Root rot pathogens, with their devastating impact on plant performance, pose a significant threat to pea and lentil production. They can substantially reduce yields by up to 70% in peas. These seed or soil-borne diseases infect the plant between germination and maturity, striking at any part of the root system and crown of the plant.
Root rot complex, with its brown discoloration of plant roots, hampers the development of a robust root system. This, in turn, restricts plant growth as the roots and crown cannot supply the required nutrients to the aboveground biomass. The result? Yellowed leaves, root decay, and premature death. Root rot infections may not be immediately apparent as the damage typically occurs in the roots. Moreover, root rot complex can also impact seed protein content in peas and lentils. The pathogens restrict root development, limiting the plant’s ability to form nodules with nitrogen-fixing rhizobia.
Root rot complex pathogens include Aphanomyces euteiches, Fusarium spp., Pythium spp., and Rhizoctonia solani. They are considered a complex as more than one pathogen is typically present at any given time. Aphanomyces euteiches and Pythium spp., for instance, belong to a group of fungal-like root pathogens and are considered water moulds or oomycetes that thrive in saturated soils.
Aphanomyces euteiches is arguably the most damaging root rot pathogen due to the extreme durability of the resting spores, also known as oospores, as they can survive in the soil for ten-plus years, the absence of pea or lentil varietal genetic resistance, and the lack of effective control measures. Fusarium spp. and the other pathogens in the root rot complex typically infect peas and lentils at the same time as Aphanomyces, increasing the severity of the disease. Fusarium is the most common root rot disease in pulses, causing early-season seedling wilt, commonly known as fusarium wilt. Fusarium spp. can infect cereals and other rotational crops and persist throughout a crop rotation. However, its impacts are less severe as pea and lentil varieties have partial resistance and control options like seed treatments. Pythium spp. causes seed rot, while Rhizoctonia solani causes wirestem. However, these pathogens are less problematic as specific seed treatments can control both.

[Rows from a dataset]
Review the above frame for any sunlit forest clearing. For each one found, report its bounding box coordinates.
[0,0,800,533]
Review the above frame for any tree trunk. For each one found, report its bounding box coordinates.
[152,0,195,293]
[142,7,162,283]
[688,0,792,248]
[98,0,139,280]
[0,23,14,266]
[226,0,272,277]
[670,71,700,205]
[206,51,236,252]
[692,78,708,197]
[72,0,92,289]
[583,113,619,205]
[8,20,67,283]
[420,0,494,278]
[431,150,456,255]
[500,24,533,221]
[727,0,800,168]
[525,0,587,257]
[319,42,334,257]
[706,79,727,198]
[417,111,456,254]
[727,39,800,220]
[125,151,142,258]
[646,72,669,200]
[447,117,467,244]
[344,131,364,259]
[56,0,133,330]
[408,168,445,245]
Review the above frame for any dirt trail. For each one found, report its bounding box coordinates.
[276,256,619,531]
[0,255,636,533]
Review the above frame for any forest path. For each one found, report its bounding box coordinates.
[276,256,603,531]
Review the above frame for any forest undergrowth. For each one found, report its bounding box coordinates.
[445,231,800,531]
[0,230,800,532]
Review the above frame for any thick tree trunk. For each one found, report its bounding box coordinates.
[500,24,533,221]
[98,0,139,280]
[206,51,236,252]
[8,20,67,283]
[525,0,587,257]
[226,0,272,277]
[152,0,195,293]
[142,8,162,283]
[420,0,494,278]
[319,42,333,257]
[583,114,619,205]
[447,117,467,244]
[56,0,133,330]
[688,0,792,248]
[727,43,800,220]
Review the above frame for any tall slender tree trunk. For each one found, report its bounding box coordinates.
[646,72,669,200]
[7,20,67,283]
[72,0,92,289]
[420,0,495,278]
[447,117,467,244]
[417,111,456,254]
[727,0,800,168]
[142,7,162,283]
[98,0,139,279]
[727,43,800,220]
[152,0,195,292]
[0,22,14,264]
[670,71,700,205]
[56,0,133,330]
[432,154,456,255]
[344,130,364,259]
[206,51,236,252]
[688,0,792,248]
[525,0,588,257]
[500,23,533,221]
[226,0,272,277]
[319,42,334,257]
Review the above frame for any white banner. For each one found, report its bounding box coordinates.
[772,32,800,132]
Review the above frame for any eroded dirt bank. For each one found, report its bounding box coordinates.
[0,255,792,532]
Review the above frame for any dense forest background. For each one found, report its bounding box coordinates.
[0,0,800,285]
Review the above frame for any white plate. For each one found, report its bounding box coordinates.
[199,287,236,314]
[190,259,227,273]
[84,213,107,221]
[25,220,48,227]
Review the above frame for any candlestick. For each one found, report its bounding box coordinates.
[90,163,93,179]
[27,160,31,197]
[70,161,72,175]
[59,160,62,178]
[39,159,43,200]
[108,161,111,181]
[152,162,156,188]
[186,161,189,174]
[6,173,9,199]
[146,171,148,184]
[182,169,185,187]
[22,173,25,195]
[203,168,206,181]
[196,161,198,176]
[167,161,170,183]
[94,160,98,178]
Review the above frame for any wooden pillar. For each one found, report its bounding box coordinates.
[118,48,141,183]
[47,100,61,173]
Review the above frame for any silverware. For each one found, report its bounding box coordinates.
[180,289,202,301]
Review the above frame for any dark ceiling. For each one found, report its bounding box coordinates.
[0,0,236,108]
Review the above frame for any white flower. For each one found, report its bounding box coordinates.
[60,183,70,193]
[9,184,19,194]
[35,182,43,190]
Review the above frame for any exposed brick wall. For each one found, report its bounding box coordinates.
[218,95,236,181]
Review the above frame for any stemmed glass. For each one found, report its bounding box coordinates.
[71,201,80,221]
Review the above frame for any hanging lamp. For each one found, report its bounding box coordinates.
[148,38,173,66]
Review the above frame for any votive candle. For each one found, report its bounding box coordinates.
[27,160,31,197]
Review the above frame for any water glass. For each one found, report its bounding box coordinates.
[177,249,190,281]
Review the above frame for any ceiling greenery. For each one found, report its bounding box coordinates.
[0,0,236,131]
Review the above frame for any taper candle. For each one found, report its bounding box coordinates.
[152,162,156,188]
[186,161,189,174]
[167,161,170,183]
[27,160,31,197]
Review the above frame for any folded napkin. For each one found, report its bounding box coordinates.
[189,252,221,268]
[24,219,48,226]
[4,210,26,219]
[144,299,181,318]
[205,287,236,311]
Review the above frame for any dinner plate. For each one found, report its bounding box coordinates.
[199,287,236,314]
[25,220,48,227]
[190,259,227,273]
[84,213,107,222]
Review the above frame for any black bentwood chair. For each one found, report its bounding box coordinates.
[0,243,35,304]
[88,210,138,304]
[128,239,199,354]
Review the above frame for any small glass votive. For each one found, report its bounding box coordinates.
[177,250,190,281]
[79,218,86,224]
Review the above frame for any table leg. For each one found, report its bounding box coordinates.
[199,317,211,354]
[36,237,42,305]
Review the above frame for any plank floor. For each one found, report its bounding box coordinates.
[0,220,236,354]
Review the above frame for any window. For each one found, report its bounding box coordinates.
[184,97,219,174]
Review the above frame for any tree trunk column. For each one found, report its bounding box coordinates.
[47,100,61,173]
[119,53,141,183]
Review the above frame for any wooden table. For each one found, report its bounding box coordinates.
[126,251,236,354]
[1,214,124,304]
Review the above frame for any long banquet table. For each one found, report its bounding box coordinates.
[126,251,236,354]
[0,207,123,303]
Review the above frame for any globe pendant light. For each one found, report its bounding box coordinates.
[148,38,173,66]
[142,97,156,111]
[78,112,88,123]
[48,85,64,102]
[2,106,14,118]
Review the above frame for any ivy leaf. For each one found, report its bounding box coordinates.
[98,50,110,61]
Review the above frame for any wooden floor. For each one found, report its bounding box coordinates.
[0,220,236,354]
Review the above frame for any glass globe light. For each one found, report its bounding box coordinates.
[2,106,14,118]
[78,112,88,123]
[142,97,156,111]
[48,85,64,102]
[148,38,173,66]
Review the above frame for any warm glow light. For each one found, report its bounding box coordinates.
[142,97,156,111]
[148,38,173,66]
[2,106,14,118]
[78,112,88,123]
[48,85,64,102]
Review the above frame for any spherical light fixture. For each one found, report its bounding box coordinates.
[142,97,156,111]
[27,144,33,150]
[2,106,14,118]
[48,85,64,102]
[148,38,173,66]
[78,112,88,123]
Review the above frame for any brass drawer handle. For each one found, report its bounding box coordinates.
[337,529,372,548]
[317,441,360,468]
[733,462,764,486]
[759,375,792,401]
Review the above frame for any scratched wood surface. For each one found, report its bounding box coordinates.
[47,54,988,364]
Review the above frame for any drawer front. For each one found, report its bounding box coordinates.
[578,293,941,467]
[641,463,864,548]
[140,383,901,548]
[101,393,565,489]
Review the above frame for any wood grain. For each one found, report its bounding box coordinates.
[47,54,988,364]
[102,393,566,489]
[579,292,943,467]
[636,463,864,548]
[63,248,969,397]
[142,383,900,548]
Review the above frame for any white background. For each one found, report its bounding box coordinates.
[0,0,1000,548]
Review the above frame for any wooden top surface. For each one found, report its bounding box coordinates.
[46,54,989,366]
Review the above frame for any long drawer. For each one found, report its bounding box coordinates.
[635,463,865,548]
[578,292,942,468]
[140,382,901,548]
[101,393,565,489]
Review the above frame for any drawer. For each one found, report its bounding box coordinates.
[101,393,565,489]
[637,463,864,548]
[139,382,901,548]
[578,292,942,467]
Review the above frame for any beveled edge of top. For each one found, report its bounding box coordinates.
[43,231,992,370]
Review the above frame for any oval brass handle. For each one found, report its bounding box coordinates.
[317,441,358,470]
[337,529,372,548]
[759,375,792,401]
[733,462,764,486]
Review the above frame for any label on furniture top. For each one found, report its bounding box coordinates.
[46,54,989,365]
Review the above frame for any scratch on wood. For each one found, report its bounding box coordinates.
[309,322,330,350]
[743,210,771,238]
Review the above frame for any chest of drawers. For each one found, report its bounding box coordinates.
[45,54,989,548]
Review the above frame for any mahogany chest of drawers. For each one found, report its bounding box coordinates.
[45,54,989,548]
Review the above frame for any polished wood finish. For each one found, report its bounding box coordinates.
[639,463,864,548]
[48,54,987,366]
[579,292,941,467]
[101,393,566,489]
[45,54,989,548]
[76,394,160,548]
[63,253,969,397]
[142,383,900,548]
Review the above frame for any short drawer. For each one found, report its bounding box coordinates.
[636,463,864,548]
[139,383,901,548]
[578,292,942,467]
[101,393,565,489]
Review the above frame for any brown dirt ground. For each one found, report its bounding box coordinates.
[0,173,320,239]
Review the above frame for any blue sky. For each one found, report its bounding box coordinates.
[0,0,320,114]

INSTRUCTIONS =>
1. According to the text on pea and lentil root rot, how long can the oospores of Aphanomyces euteiches survive in the soil?
2. Carry on the text about root rot in peas and lentils, starting right after its final sentence.

RESULTS =>
1. For ten-plus years.

2.
Research efforts to solve root rot complex have been underway since 2012 and have increased our understanding of the root rot pathogens, their life cycle, virulence, diagnosis, and the interaction between the plant, pathogen, and the environment. More work is needed to understand what factors could potentially impact the survival of the resting oospores, novel management strategies and control options, and the breeding of resistant or partially resistant varieties.
Learn about the pathogens that cause root rot complex in peas and lentils, agronomic best management practices, and current research findings.
Factors that Increase the Risk of Root Rot
Read more about field choice.
Environment & Pathogen
Wet Conditions
High soil moisture is a critical factor in the development of root rot and can be caused by excessive rainfall, poor soil drainage or flooding, soil compaction, and heavy textured soils (35–45% clay content).
Plant roots and nitrogen-fixing bacteria need oxygen. When the soil is saturated, roots function poorly, and rhizobia activity is reduced, resulting in stunted growth.
Root rot tends to be more severe under saturated conditions. Research has suggested that root rot can occur at a 45% soil saturation level or higher, and the severity of the infection increases as soil moisture increases. However, some root rot pathogens, like Rhizoctonia and some Fusarium spp., can occur even under ideal or drier moisture conditions.
Soil moisture is critical for Aphanomyces, allowing the zoospores to swim to the roots, where the initial infection occurs.
Years of above-average moisture tend to increase outbreaks and spread of the disease. The pathogen’s zoospores need moisture to move through the soil, but they can lie dormant as oospores, waiting for ideal conditions for years.
A few days after infection, the pathogen enters its sexual stage. It produces oospores, the primary source of inoculum for future infections in susceptible crops. Aphanomyces can survive resting for 10–15 years, even when no host is present.
Oospore production can occur as little as 10–14 days after the first root infection.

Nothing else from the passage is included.